[Stored data entries]
========================================================================
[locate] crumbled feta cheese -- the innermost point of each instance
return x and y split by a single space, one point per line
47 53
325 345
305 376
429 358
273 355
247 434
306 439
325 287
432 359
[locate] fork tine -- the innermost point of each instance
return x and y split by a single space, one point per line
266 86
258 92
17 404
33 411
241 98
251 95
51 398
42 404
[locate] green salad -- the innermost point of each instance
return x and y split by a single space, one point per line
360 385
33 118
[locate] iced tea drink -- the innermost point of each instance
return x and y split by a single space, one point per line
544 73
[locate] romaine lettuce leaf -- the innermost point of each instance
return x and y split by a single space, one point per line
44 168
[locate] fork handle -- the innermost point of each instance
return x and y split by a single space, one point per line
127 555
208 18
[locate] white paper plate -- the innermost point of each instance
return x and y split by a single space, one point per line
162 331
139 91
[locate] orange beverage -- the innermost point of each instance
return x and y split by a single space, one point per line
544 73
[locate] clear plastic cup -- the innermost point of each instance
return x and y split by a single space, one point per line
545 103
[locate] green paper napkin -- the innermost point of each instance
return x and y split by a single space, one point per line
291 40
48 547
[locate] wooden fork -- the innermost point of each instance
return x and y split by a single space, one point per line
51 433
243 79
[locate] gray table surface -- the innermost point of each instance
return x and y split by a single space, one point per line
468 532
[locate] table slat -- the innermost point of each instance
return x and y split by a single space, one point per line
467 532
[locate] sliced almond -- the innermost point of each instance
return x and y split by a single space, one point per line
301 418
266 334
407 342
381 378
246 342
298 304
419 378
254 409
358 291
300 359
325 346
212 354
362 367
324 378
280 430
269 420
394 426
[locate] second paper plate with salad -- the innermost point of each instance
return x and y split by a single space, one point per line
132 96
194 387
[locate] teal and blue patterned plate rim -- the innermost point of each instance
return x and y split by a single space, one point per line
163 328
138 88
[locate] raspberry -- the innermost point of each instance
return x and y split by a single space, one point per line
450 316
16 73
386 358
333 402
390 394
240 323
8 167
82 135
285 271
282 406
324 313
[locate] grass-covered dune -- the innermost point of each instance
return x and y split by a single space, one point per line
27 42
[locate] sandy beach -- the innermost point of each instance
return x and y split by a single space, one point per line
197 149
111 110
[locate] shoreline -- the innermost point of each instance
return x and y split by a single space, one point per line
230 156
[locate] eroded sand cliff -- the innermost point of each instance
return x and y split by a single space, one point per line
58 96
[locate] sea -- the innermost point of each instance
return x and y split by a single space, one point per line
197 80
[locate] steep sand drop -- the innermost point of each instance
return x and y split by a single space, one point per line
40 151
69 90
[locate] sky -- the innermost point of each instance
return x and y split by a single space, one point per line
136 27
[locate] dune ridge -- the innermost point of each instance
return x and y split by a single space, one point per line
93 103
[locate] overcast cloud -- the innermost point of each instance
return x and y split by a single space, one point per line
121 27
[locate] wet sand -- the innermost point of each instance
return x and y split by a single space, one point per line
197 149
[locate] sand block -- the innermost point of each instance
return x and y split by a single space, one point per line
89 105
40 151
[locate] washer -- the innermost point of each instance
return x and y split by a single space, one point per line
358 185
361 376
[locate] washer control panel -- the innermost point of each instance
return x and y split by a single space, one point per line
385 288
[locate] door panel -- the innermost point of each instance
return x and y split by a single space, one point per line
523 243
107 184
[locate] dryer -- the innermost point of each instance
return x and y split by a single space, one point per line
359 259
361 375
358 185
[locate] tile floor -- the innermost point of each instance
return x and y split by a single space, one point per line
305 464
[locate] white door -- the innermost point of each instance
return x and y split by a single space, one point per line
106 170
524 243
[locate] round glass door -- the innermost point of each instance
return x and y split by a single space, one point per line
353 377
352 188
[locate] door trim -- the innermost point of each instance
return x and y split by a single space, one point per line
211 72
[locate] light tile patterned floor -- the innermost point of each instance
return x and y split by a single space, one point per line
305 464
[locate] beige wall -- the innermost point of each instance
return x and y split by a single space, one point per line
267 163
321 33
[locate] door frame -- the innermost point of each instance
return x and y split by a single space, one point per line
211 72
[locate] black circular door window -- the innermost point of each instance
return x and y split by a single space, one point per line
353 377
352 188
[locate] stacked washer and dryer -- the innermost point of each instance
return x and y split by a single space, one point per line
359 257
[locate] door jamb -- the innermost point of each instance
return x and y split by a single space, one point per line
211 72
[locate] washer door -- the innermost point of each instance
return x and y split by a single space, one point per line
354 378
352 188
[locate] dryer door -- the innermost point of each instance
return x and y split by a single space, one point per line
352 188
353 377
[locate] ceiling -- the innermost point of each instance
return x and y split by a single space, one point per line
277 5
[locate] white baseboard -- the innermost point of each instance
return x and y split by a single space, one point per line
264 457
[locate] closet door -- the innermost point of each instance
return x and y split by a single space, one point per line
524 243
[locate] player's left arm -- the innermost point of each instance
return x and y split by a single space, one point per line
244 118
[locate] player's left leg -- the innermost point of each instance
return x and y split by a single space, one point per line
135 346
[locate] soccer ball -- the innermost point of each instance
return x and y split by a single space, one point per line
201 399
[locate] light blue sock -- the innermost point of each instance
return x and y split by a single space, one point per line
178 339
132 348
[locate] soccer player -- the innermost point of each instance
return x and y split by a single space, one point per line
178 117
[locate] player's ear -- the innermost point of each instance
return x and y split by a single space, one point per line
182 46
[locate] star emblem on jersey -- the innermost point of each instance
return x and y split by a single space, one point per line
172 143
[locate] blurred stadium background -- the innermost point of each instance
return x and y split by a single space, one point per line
========================================================================
▶ [To do]
Please repeat the data in full so that nothing differs from the original.

▶ [Written reply]
[locate] crumbled feta cheese -- the innermost point of each instance
return x and y split by a single space, one point per line
47 53
325 345
305 376
429 358
273 355
247 434
306 439
325 287
432 359
[locate] fork tine -- the innermost point of each instance
return x and y split by a single space, one point per line
266 86
258 92
17 404
33 411
241 98
251 95
51 398
42 404
[locate] green salad -- the innermost point of each instance
return x and y split by a single space, one point per line
360 385
33 118
[locate] iced tea drink -- the innermost point of each instance
return x and y split by a single space, one point per line
544 73
[locate] romaine lettuce leaf -- the innermost point of each instance
return x and y split by a single space, one point per line
44 168
[locate] fork handle -- the innermost point of each instance
return x and y split by a single space, one point per line
127 555
208 18
[locate] white paper plate -- the innermost point of each instance
return x and y split by a single space, one point per line
162 331
139 91
[locate] orange beverage -- the innermost point of each instance
return x and y split by a single space, one point per line
544 73
[locate] clear plastic cup -- the innermost point of each instance
return x and y split by a single space, one point per line
545 103
[locate] green paper napkin -- the innermost point of each instance
return x and y split by a single space, one point per line
291 40
48 547
[locate] wooden fork -- the innermost point of each instance
return x and y split by a single space, one point per line
51 433
243 79
[locate] gray table surface -- the innermost point of each instance
return x and y split by a single space, one point per line
468 532
[locate] table slat -- the innermost point of each instance
return x and y split by a single space, one point per line
467 532
[locate] sliced almond -- the innermost point of each instance
return x and y split by a single space, one point per line
301 418
266 334
407 342
381 378
246 342
298 304
419 378
254 409
358 291
300 359
325 346
212 354
362 367
324 378
280 430
269 420
394 426
[locate] second paper plate with salad -- the innermost point of each instance
return x and y split by a single space, one point per line
132 96
194 387
[locate] teal and blue patterned plate rim -- the innermost point of each instance
return x and y split by a single space, one point per line
163 328
138 88
[locate] raspberry -- the innermost point of each instance
return x and y split by a single space, one point per line
450 316
16 73
386 358
333 402
390 394
240 323
8 167
82 135
285 271
282 406
324 313
[locate] grass-covered dune -- the innermost point of each instance
return x and y split by a single space, one point per line
27 42
[locate] sandy beach -- the innermost point of each instance
return x and y split by a single space, one point per line
197 149
111 110
[locate] shoreline -- the innermost point of each instance
return x and y split by a single space, one point per line
230 156
[locate] eroded sand cliff -- the innermost point of each instance
return x and y split by a single space, one point per line
58 96
[locate] sea -- the innermost point of each instance
return x and y split by a single space, one point per line
197 80
[locate] steep sand drop -- the innermost point of each instance
return x and y split by a single space, one point per line
40 151
69 90
[locate] sky -- the innermost point of each instance
return x and y split by a single space, one point per line
136 27
[locate] dune ridge -- the innermost point of each instance
return x and y split by a single space, one point per line
93 103
[locate] overcast cloud -- the innermost point of each instance
return x and y split by a single space, one point per line
121 27
[locate] wet sand -- the innermost point of each instance
return x and y split by a single space, one point per line
197 149
[locate] sand block -- the innermost point of each instance
return x and y split by a single space, one point per line
89 105
40 151
[locate] washer -- the innermost point of each instance
return x and y split by a single space, one point per line
358 185
361 376
[locate] washer control panel -- the innermost point of each instance
return x and y split by a single space, one point per line
385 288
[locate] door panel -- the innermost point of each instance
return x and y split by a single space, one point per line
523 243
107 184
[locate] dryer -- the innermost point of each instance
return x and y split by a single space, one point per line
359 259
361 375
358 185
[locate] tile floor -- the innermost point of each instance
return x and y split by a single space, one point per line
305 464
[locate] white door -- the innermost point of each instance
return x and y split by a single space, one point per line
106 170
524 243
[locate] round glass door -- the innermost point of each instance
return x and y split by a single space, one point per line
353 377
352 188
[locate] door trim -- the innermost point of each instance
return x and y split by a single space, one point per line
211 72
[locate] light tile patterned floor -- the innermost point of each instance
return x and y split by a single space, one point per line
305 464
[locate] beige wall -- the innermost point of each instance
return x and y split by a single space, one point per line
267 163
321 33
[locate] door frame -- the innermost point of each instance
return x and y split by a single space, one point per line
211 72
[locate] black circular door window -- the innermost point of each instance
return x and y split by a single space, one point per line
353 377
352 188
[locate] stacked washer and dryer -- the innermost point of each instance
return x and y split by a single space, one point per line
359 257
[locate] door jamb -- the innermost point of each instance
return x and y split by a single space, one point per line
211 72
[locate] washer door -- the innermost point of each instance
return x and y split by a single space, one point per line
354 378
352 188
[locate] dryer door -- the innermost point of each instance
return x and y split by a single space, one point per line
352 188
353 377
[locate] ceiling -- the innermost point of each instance
return x and y split by a single space, one point per line
277 5
[locate] white baseboard -- the innermost point of each instance
return x and y split by a single space, one point per line
264 457
[locate] closet door -- the innermost point of each instance
return x and y split by a single space, one point per line
524 243
[locate] player's left arm -- the innermost point of each instance
return x and y split by a single space, one point per line
244 118
[locate] player's left leg -- the innermost point of each instance
return x and y split by a single space, one point per line
135 346
[locate] soccer ball -- the innermost point of each instance
return x and y split by a single space, one point per line
201 399
[locate] light blue sock -- the innermost point of each instance
return x and y split by a single space, one point per line
178 339
132 348
[locate] soccer player -- the innermost point of each instance
return x and y split by a single space, one point per line
178 117
[locate] player's ear -- the innermost point of each instance
return x and y split by a single space, one point per line
182 46
[locate] star emblem on jersey -- the innermost point of each instance
return x and y split by a single space, one point per line
172 143
[locate] blurred stadium background -- the innermost point of each instance
return x and y split by a single space, one point per line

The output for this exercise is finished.